Aim
Quote the stretch of the Vietnam economy report from "South Korea has" through "the report states." word for word.

Source text
○ ○ ○
The macro-economy of Vietnam in 2013 is still challenged by myriad issues including the heavy burden of fees and taxes and the many bad debts caused by state-run enterprises, an advisory group for macro-economic policies remarked in their report released Thursday.
While recognizing several achievements made in 2012 such as decreased inflation and trade surplus, the group, consisting of members of the National Assembly Economic Committee, said Vietnam still fails to prove it can join the global value chain when the manufacturing sector posts a trade deficit.
Vietnam enjoyed an export bonanza in 2012, but this was mostly due to Samsung, whose manufacturing plant in northern Bac Ninh Province exported a huge number of mobile phones and devices.
Still, Vietnam raked in modest value-added from these exports since its role in the production was assembling the spare parts produced by or imported from South Korea, home to the electronics giant.
South Korea has thus become the second largest market where Vietnam has suffered a trade deficit. The country imported some US$10 billion worth of imports from South Korea last year, the report shows.
Meanwhile, Vietnamese exports to several traditional markets such as the EU, the US, and Japan remain on the rise, but this is not good news either.
“This can be explained by the fact that Vietnamese products belong to the low-value segment, which can meet normal demand at these markets. In the meantime, China has given up on this segment to switch to those with much higher value,” the report states.
Loss-making state companies
The report also points out that the state-owned enterprises (SOE) have caused a considerable amount of bad debts for the credit system.
○ ○ ○
Information provided

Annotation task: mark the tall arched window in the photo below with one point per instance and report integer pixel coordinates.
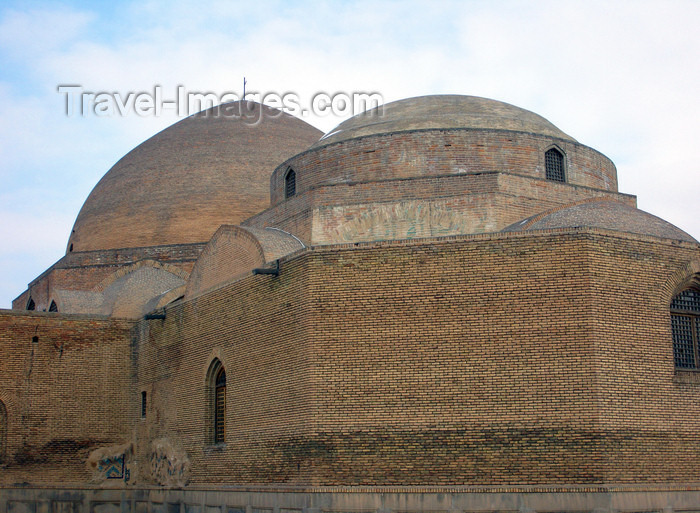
○ ○ ○
Exercise solution
South Korea has thus become the second largest market where Vietnam has suffered a trade deficit. The country imported some US$10 billion worth of imports from South Korea last year, the report shows.
Meanwhile, Vietnamese exports to several traditional markets such as the EU, the US, and Japan remain on the rise, but this is not good news either.
“This can be explained by the fact that Vietnamese products belong to the low-value segment, which can meet normal demand at these markets. In the meantime, China has given up on this segment to switch to those with much higher value,” the report states.